## Set problem
Find the line that contains "the laptop put". Then set down that line and all the lines after it, to the end of the records, exactly and with nothing added.

## Input rows
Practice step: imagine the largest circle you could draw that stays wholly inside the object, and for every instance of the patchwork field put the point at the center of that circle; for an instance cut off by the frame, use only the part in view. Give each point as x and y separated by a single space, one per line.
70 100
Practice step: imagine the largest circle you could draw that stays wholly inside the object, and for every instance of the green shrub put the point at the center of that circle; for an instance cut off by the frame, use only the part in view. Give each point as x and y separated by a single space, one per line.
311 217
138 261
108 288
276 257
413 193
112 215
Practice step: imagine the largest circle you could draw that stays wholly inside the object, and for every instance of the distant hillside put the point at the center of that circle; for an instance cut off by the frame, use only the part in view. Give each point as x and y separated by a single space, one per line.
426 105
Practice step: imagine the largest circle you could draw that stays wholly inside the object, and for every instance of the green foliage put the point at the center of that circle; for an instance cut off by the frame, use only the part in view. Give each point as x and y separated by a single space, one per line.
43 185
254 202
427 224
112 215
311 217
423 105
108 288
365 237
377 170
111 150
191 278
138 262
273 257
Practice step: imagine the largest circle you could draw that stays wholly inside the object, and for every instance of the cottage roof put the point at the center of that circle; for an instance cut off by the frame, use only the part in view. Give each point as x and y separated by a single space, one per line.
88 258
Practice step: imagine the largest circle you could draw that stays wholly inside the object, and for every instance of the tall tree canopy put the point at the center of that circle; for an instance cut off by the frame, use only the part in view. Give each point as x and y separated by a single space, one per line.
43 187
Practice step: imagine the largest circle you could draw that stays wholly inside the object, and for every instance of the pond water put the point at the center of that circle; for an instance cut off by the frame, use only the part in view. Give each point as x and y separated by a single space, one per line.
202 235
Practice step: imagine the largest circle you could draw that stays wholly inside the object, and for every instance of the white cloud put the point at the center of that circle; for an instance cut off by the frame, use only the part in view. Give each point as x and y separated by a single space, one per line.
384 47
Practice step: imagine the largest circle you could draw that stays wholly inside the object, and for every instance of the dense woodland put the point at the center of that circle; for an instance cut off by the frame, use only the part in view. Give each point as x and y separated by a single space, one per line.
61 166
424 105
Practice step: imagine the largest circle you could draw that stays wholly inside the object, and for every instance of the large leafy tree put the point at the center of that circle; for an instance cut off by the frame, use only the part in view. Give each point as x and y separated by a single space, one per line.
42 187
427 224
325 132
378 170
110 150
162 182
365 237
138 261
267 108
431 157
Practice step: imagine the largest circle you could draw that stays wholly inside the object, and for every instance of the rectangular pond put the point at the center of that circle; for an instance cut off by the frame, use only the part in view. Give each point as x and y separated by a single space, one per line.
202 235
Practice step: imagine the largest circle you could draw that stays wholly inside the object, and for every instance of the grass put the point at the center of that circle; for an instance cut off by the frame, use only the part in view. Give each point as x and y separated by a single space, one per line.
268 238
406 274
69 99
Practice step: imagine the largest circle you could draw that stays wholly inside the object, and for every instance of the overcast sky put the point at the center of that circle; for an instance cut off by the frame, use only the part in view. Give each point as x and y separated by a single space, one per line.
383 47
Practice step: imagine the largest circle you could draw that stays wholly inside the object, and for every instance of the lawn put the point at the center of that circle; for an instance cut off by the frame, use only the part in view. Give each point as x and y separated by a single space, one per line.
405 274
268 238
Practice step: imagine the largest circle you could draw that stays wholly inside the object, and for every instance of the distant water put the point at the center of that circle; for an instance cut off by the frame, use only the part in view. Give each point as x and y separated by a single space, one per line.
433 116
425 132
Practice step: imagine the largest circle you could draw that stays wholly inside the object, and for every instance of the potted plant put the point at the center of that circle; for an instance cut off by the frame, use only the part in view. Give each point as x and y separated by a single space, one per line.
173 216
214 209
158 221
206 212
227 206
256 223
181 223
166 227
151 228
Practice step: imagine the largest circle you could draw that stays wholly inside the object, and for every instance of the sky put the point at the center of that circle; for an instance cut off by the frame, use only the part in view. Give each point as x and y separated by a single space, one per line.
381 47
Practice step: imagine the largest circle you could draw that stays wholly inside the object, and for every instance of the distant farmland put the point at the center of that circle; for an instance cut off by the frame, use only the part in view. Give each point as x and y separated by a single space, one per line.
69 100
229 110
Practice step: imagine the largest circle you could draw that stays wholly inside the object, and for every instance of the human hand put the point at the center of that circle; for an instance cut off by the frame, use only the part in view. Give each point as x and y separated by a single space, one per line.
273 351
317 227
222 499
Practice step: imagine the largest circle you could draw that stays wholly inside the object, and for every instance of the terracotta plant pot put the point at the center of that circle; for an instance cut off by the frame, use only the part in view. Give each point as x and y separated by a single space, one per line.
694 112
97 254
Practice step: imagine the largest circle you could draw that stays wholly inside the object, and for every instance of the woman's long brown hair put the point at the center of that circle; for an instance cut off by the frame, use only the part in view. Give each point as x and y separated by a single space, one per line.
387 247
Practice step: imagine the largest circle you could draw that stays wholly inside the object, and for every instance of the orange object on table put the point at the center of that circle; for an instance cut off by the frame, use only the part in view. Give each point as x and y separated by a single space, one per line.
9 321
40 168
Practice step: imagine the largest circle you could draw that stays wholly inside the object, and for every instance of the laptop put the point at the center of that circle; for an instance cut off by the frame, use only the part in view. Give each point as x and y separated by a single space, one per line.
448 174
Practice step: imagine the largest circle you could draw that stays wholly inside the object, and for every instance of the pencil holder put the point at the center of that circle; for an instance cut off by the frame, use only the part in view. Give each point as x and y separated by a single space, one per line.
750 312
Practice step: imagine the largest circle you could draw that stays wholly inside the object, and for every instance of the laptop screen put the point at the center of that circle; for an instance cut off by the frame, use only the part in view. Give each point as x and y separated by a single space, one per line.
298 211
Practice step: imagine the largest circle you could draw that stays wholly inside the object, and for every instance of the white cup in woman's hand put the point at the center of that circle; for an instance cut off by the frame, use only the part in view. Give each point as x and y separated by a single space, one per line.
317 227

## Task answer
Practice step: imagine the largest circle you could draw that stays wholly inside the object, and for every instance of the laptop put the point at the center of that circle; for an instance cut off by the frame, use only the part in view. Give each point as x and y separated by a single space, one per line.
448 174
Practice step: imagine the largest circle you could draw that stays wholly inside the object, and for every instance of the pencil holder put the point at the center of that circle; for an instance cut off by the frame, use only the part in view. Give each point as x and y separated by a single space, one per line.
750 312
Practice step: imagine the largest circle you could draw that stays wholly inside the object, and for every instance of the laptop screen put the point at the center of that circle; for an instance cut off by the frame, use only the part in view. Give each point as x and y separated by a single space, one per line.
298 211
Practice step: imagine the largest circle you could draw that stays wholly inside the object, and for every instance of the white cup in woman's hand put the point at the center of that circle; for an instance cut off by the frame, use only the part in view. Give each point as x and y separated by a single space, one per line.
317 227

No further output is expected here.